Aim of the task: Please set down the data again exactly, minus the pictures.

Referring expression grounding data:

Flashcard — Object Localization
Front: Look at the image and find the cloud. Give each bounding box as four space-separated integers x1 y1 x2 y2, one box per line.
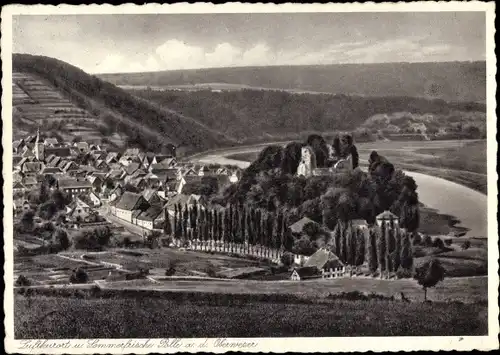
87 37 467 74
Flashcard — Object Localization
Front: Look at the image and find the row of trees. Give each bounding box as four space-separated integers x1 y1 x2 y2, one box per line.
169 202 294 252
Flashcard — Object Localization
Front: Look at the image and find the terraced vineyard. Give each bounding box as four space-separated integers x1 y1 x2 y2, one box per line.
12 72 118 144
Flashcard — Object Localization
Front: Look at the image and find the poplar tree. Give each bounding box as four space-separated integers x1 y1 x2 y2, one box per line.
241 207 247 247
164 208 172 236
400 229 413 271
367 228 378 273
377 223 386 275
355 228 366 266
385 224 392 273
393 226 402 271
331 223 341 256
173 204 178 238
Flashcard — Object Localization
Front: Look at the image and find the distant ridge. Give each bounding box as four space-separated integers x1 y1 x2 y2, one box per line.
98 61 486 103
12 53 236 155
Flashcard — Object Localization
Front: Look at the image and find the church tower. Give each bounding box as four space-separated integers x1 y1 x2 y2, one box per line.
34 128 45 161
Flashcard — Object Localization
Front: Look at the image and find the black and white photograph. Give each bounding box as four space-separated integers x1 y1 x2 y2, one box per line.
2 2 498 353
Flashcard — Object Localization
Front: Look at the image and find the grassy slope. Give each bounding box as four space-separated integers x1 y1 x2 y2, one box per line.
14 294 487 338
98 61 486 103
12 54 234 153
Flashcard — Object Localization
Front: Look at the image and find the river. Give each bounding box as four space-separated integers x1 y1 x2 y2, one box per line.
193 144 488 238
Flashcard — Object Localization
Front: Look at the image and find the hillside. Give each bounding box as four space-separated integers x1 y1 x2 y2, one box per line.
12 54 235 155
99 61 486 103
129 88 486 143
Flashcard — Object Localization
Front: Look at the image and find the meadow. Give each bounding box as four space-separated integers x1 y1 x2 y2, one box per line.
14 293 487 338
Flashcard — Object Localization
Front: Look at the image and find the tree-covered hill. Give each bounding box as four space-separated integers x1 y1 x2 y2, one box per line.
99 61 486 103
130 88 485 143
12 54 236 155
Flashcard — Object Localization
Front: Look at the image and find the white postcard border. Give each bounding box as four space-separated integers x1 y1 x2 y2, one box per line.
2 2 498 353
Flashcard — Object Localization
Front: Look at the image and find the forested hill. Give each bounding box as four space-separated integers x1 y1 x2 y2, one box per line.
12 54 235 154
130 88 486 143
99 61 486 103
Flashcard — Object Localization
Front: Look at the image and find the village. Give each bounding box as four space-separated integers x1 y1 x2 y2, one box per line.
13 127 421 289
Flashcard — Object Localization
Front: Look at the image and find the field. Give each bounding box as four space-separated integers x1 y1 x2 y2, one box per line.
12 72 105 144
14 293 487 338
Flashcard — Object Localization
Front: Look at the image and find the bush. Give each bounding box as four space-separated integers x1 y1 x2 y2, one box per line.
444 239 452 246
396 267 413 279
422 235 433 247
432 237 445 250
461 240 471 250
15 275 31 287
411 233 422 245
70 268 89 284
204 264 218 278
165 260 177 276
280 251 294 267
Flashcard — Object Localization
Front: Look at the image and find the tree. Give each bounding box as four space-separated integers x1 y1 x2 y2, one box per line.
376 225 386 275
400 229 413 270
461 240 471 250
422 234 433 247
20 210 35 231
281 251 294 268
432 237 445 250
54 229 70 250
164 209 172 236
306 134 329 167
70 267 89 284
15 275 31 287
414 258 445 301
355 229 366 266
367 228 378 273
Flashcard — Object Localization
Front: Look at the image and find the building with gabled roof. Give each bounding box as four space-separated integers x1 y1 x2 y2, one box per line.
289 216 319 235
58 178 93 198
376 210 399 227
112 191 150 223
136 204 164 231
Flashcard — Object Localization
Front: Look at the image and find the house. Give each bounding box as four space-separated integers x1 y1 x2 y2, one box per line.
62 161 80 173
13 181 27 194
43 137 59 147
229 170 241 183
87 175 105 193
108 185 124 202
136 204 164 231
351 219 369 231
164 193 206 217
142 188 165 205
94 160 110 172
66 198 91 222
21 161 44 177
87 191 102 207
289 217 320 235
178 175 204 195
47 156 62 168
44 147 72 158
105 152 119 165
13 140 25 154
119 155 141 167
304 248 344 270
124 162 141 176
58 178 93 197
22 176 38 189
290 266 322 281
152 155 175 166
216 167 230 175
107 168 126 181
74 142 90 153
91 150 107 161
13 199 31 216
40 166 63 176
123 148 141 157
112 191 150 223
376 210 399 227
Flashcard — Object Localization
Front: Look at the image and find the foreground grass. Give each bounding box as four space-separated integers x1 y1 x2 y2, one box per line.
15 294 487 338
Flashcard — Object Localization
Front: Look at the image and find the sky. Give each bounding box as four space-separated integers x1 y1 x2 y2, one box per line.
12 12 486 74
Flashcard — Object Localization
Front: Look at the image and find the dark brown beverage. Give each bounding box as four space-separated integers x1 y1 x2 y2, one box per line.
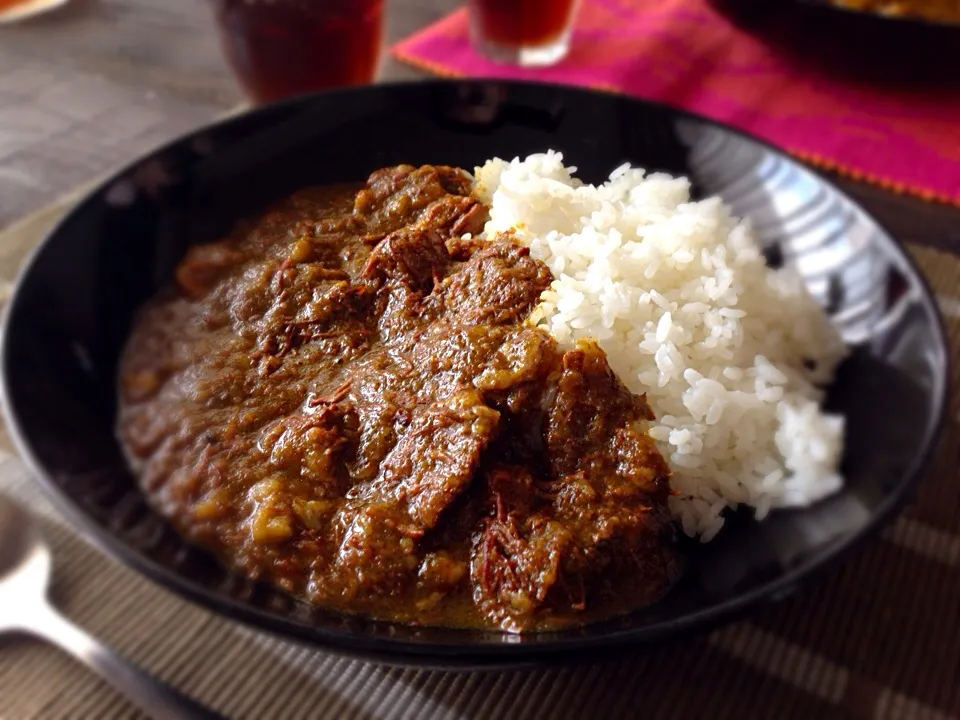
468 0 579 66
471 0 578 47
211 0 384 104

Task output:
Flashcard — Object Localization
Front: Look at the image and find the cloud. Give each bounding box as four space-separated integers x1 y1 x2 y2, one box per line.
87 37 467 74
Flashcard — Object Localization
Front: Look at the image and find the row of trees. Give each bounding box as four space-separated integers x1 y1 x2 y2, one box per line.
169 202 294 252
Flashcard — Object Localization
Front: Look at the image and find the terraced vineyard. Give each bounding box as four space-separated integers x1 y1 x2 y2, one box per line.
12 72 118 144
Flashcard — Object Localization
Front: Look at the image and find the poplar tree. Give each bounding box as four space-separated integers x1 y1 x2 y2, one box per line.
241 207 247 247
164 208 172 236
400 229 413 271
367 228 378 273
377 223 386 275
355 228 366 266
385 224 392 273
393 226 402 271
331 223 341 256
173 204 178 238
Flashcard — Object Localization
Front: Look at the image and find the distant ridge. Give each bounding box as four space-separated integers x1 y1 x2 y2, one box per line.
98 61 486 103
12 53 236 155
Flashcard — Object Localization
Front: Look at the image and find the church tower. Give each bounding box as four space-separated integers x1 y1 x2 y2, one box per line.
34 128 45 161
Flashcard — Object Localization
Front: Look at the image and find the black and white photograph. Give each bounding box as four space-separated integers x1 y1 x2 y2, one box per line.
2 2 498 353
Flashcard — Object Localization
Front: Look at the image and find the grassy slope. Give each bounding box as four space-separated integers x1 y1 x2 y2, one box per line.
14 294 487 338
98 61 486 103
12 54 234 153
Flashcard — Object Localization
Front: Look at the image and find the river. Give each bounding box as four space-separated integers x1 y1 x2 y2, one box per line.
193 144 488 238
Flashcard — Object Localization
Front: Look at the image and find the hillside. Give each bounding box as four space-separated integers x1 y1 x2 y2, one box per line.
12 54 235 155
99 61 486 103
129 88 486 143
Flashcard — Object Localization
Front: Look at the image and find the meadow. Give each bounding box as four space-separated integers x1 y1 x2 y2, one box per line.
14 293 487 338
Flashcard — Object Localization
Front: Look at the image and find the tree-covered hill. Give each bounding box as four space-separated integers x1 y1 x2 y2, one box per line.
99 61 486 103
130 88 485 143
12 54 236 155
Flashcard — Object Localization
Front: Look at the image and find the white postcard border. Give each bounding box as four space-separated integers x1 y1 x2 y2, one box per line.
2 2 498 353
Flashcard — Object Localization
Front: Look at the image and find the forested hill. Give each bounding box as four space-separated integers x1 y1 x2 y2, one box per line.
12 54 235 154
130 88 486 143
99 61 486 103
Flashcard — Object Localization
Front: Look at the image and find the village. Give each bounding box as four space-separated integers x1 y1 x2 y2, one box per line.
13 127 421 289
Flashcard — Object Localization
Front: Look at the image and find the field. Give each bounding box as four space-separated integers x1 y1 x2 y2, one box per line.
12 72 105 144
14 293 487 338
Flashcard — Object Localization
Front: Look at the image and find the bush. Give each bounding box as four space-separated integers x1 y1 x2 y2, one box per line.
444 239 452 246
396 267 413 279
422 235 433 247
432 237 445 250
461 240 471 250
15 275 31 287
411 233 422 245
70 268 89 284
204 264 218 278
165 260 177 276
280 251 294 267
Flashcard — Object Localization
Front: Look at the image and find the tree. Give each bounding box as four space-separated integers x1 y1 x2 y2, one box per line.
376 225 386 275
400 229 413 270
461 240 471 250
422 234 433 247
20 210 35 231
281 251 294 268
432 237 445 250
54 229 70 250
164 209 172 236
306 134 329 167
70 267 89 284
15 275 31 287
414 258 445 301
355 229 366 266
367 228 378 273
Flashcard — Object Localization
Front: Look at the image and find the building with gabled roof. Give each bounding box as four space-separated integers x1 y1 x2 y2, one box per line.
289 216 319 235
58 178 93 198
376 210 399 227
112 191 150 223
136 204 164 231
Flashcard — Object Localization
Front: Look at the image and find the house. Give each bounding box as four space-separated integers x1 y1 x2 y2, one box per line.
62 161 80 173
13 181 27 194
43 137 59 147
229 170 241 183
87 175 105 193
108 185 124 202
136 204 164 231
351 219 369 231
164 193 206 217
142 188 165 205
94 160 110 172
66 198 91 222
21 161 44 177
87 191 102 207
289 217 320 235
178 175 204 195
47 156 62 168
44 147 72 158
105 152 119 165
13 140 25 154
119 155 141 167
304 248 344 270
124 162 141 176
58 178 93 197
22 176 38 189
290 266 322 281
152 155 175 166
216 167 230 175
107 168 126 181
74 142 90 153
91 150 107 161
13 199 31 216
40 166 63 176
123 148 141 157
112 191 150 223
376 210 399 227
Flashcard — Object Localization
Front: Look at the image and find the foreground grass. Give each bounding box as four space-separated integers x1 y1 x2 y2, one box per line.
15 294 487 338
Flashcard — Object Localization
Front: Look at the image and find the sky. Give each bounding box as four space-separated integers x1 y1 x2 y2, one box per line.
12 12 486 74
Flashcard — Object Localization
Front: Look at the image and find the dark brown beverage. Give each bounding box as four space-separated integers x1 y1 x2 y2, one box per line.
468 0 579 66
471 0 578 47
211 0 384 104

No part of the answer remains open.